--- Task prompt ---
Extract every record, keeping each one exactly as it is.

--- Available data ---

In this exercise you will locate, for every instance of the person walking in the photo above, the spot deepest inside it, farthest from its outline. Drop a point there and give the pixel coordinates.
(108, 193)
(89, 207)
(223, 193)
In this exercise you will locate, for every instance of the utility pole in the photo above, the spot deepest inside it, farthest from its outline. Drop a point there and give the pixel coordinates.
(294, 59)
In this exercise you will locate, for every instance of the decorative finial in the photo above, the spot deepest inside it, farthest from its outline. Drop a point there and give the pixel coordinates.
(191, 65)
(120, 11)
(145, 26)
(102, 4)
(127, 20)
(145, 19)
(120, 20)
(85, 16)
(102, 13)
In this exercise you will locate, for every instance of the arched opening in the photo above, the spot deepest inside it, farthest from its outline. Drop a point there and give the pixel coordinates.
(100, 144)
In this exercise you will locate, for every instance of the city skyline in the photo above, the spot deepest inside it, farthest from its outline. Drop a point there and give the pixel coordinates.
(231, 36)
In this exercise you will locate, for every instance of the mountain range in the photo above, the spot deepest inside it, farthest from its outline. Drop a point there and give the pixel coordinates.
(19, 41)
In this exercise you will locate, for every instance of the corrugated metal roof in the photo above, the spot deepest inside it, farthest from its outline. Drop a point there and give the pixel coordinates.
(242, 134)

--- The result ---
In this exercise you will locate, for every instance of the person walking in the photo above, the spot deepest inside it, farthest from its outline. Drop a point there and give the pixel coordinates.
(108, 193)
(89, 207)
(223, 193)
In this exercise you will locate, for every instance of the utility pole in the photo above, the spot deepest inside it, farthest from its outline. Drop a point there and give the pixel coordinates.
(294, 59)
In this exercise you will locate, for every instance of the decorative finial in the photo above, the spot deepest inside it, farthest from its outline. Drop a point there and give the pixel coordinates.
(191, 65)
(120, 11)
(145, 26)
(102, 4)
(127, 20)
(145, 19)
(120, 20)
(85, 16)
(102, 13)
In this exercise you will locate, for every instance of the arched opening in the photo above, the spot deepest inside it, farthest from its outline. Drop a point there and give the pixel coordinates.
(100, 144)
In this exercise you will locate, for every instance of the city skyline in the photo above, the spot deepest inside it, farthest from its outline. Drop a point there and give the pixel coordinates.
(231, 36)
In this exercise you will locate, for every instance of the mountain range in the photo above, the spot deepest inside it, farthest from its outline. Drop a point there and give the pixel coordinates.
(19, 41)
In this exercise you will locate, for every instance of the corrugated metal roof in the photo above, the spot deepest inside it, farthest from its outline. Drop a point there and give the pixel coordinates.
(242, 134)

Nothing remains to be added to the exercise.